Entries provided >>
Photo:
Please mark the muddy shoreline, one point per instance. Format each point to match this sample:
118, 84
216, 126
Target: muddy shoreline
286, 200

Exercise aim >>
Set down the whole listing above again, word for word and line for line.

Solution to the problem >>
Photo:
Please mark the muddy shoreline, one point per instance. Format each point to match this sample:
118, 84
216, 126
Target: muddy shoreline
286, 200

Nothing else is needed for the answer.